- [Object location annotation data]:
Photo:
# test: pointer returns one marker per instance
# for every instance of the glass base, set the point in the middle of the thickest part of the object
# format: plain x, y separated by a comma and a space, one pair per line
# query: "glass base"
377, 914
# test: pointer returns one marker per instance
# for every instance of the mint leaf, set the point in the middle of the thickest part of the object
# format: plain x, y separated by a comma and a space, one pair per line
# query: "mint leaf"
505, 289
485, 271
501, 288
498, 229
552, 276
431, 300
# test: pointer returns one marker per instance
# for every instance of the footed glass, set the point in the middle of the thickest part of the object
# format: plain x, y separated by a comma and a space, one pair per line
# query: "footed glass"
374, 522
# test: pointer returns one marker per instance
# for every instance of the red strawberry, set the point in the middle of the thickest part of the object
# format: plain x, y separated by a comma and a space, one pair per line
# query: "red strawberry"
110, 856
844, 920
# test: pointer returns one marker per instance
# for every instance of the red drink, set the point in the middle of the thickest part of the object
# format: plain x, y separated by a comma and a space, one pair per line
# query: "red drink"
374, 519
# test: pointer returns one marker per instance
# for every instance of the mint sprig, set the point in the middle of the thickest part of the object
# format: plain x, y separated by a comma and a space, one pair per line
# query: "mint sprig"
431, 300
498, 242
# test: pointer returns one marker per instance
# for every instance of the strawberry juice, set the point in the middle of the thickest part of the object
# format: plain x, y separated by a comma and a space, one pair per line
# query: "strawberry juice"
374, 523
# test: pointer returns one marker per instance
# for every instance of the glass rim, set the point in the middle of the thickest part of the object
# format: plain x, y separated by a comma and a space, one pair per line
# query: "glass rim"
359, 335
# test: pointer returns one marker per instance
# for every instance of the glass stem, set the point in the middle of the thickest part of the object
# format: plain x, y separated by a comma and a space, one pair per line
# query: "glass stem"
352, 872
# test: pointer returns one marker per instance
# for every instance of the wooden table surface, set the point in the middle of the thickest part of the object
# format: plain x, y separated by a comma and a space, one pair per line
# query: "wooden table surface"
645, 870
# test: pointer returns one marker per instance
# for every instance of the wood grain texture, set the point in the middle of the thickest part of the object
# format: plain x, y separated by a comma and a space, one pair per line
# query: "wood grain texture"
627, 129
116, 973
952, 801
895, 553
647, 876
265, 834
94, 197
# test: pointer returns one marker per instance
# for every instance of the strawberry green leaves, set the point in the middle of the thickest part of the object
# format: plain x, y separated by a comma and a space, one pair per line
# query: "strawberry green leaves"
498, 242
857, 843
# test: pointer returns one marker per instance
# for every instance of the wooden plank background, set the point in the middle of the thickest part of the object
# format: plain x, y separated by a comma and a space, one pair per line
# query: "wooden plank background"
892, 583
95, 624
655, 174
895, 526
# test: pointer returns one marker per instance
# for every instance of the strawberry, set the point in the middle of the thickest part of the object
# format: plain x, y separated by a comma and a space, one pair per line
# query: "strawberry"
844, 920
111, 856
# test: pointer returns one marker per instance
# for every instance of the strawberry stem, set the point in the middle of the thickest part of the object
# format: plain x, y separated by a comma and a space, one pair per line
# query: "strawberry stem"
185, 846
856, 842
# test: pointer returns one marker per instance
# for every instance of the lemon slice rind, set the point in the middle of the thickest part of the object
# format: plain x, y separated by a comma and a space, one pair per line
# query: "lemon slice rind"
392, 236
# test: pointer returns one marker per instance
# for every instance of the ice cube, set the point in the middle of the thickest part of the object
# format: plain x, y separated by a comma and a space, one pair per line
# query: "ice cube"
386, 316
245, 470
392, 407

- [Description of the task]:
Print the material above once more, exactly.

- [Answer for this exercise]:
Photo:
# test: pointer returns one marker per instance
# for every instance of the glass base, set the point in the middle of the thickest part of the object
# format: plain x, y separated by a comma and a space, one pair per line
# query: "glass base"
377, 914
# test: pointer returns one marker per instance
# for every instance of the mint leaf, set the point in the middle of the thickest part of the object
# format: plain x, y separated by a comma and a space, one pair per line
# query: "mint leaf"
505, 289
485, 271
501, 288
498, 229
552, 276
431, 300
# test: pointer returns one marker per instance
# for every instance of the footed glass, set the point in the middle of the thickest part of the object
# format: plain x, y separated by a comma and a space, one pair per line
# query: "footed glass"
374, 522
# test: pointer returns one marker per instance
# for every instance of the red strawberry, set the point in the middle of the thickest part of the object
# format: plain x, y separated by a comma and a space, one pair per line
# query: "red strawberry"
110, 856
844, 920
# test: pointer returns one marker per instance
# for every instance of the red drink, set the point in the middle of the thickest part of the object
# format: plain x, y separated by a comma and a space, one pair per line
# query: "red drink"
374, 519
# test: pointer returns one marker per instance
# for every instance of the mint sprig, set the point in the middle of the thickest part of the object
# format: plain x, y separated by a comma and a space, one pair per line
# query: "mint sprig"
431, 300
498, 242
# test: pointer returns one marker per instance
# for every instance of the strawberry juice, set the point in the middle of the thickest part of the object
# format: plain x, y separated by a comma and a space, one pair per line
# query: "strawberry juice"
374, 523
# test: pointer returns one marker per instance
# for every instance of the glass rim, set the point in the middle of the thickest part of the object
# format: plain x, y separated by a comma and a space, one pair per line
# query: "glass rim"
359, 335
# test: pointer returns one marker per instance
# for every instance of the glass stem, set the point in the middle of the thickest part of the object
# format: plain x, y separated by a comma and a space, one pair per line
# query: "glass stem"
352, 872
# test: pointer returns one marker per instance
# for every instance of the wooden table surface, set the point in the middle of the thickest part of the object
# format: plain x, y separated by a comma and a space, one pair per line
# query: "wooden table surface"
645, 870
# test: pointer returns one marker per instance
# for every instance of the wood grain texture, set the point in the middle of the thickest part of the object
# format: plain x, y separated by a comma and a space, one pair per line
# query: "wood grain texture"
627, 129
116, 973
952, 801
895, 553
647, 876
265, 834
94, 197
# test: pointer returns one marker per instance
# for every instance of the strawberry green leaves, set the point in the middle of the thickest part of the object
# format: plain x, y separated by a comma and a space, one pair per line
# query: "strawberry green leaves"
498, 242
857, 843
# test: pointer returns one marker per instance
# for every instance of the wooden plank background, set the point in the middle of the thickest part of the object
# format: plain x, y separated by a comma and a space, one pair per line
# query: "wooden plank background"
892, 583
95, 624
655, 174
895, 526
# test: pointer returns one marker per instance
# for every instance of the strawberry, set the point in the middle of the thickest part of the object
# format: plain x, y separated by a comma and a space, one pair per line
# query: "strawberry"
844, 920
111, 856
# test: pointer returns one marker per instance
# for every instance of the strawberry stem, set the point in the middle of the thickest part of the object
# format: plain x, y separated by a comma and a space, one pair per line
# query: "strawberry stem"
185, 846
856, 842
# test: pointer returns one marker per instance
# for every instance of the lemon slice rind, set the point in the middle of the thickest part of the object
# format: plain x, y separated by a comma and a space, one pair per line
# query: "lemon slice rind"
392, 236
# test: pointer returns one marker per instance
# for every instance of the ice cube, set the point in the middle of the thickest part of the object
# format: plain x, y separated by a comma and a space, one pair per line
# query: "ice cube"
386, 316
245, 470
392, 407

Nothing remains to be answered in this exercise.